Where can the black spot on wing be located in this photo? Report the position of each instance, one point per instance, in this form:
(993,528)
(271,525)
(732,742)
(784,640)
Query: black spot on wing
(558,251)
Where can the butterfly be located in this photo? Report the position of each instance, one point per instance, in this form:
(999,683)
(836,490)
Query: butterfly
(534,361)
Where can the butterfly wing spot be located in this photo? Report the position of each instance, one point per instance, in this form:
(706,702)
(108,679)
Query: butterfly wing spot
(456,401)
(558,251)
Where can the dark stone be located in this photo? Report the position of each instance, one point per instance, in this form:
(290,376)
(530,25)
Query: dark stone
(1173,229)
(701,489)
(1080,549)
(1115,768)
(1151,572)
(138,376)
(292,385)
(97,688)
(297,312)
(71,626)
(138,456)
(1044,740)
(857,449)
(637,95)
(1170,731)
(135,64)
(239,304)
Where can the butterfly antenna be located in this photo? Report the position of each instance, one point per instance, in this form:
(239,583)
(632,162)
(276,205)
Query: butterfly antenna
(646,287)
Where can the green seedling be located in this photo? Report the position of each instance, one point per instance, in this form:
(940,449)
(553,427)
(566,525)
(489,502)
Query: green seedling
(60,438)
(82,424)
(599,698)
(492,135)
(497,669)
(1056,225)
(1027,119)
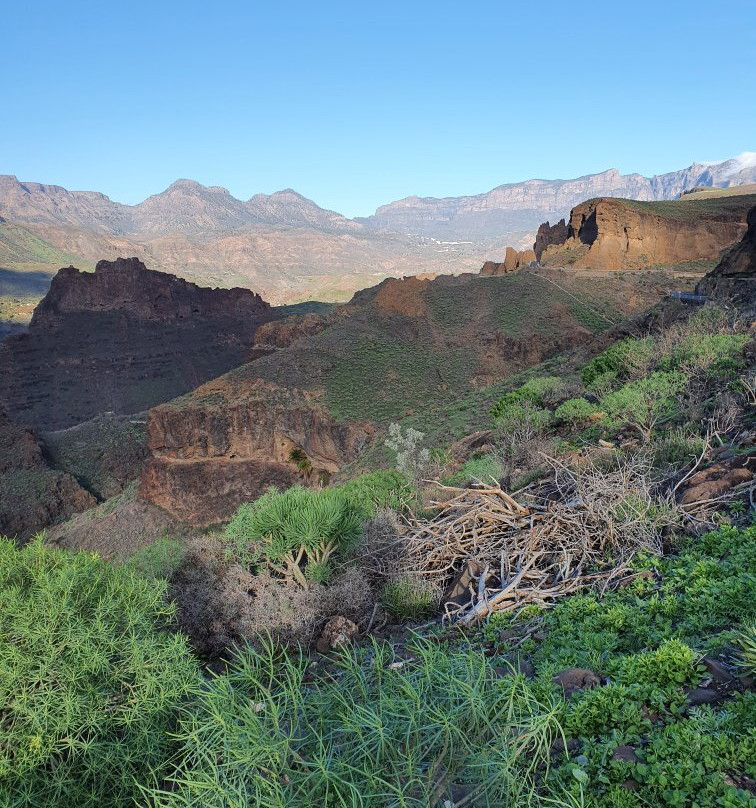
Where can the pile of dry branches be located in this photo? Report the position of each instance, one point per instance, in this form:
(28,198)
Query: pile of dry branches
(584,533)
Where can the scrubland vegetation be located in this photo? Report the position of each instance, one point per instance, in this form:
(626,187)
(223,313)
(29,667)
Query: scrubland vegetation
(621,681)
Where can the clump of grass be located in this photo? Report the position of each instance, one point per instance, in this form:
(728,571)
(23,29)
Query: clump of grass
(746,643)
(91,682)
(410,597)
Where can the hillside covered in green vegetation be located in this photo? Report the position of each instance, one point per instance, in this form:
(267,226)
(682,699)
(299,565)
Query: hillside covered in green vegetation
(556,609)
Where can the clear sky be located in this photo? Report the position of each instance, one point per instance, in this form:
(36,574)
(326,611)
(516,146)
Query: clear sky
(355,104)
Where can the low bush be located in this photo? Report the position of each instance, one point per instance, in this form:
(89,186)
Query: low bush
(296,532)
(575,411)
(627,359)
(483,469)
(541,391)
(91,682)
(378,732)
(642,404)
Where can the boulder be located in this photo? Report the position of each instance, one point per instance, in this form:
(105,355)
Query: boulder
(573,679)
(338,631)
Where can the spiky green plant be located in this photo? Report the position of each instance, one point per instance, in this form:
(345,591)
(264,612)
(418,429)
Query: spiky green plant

——————————

- **Task details**
Every line of the listing that includes the word "spiky" forms the answer.

- **Exercise output**
Where can the spiky green plant be located in this photo? Report the position of each instance, one point per instance, in this form:
Query: spiky green plant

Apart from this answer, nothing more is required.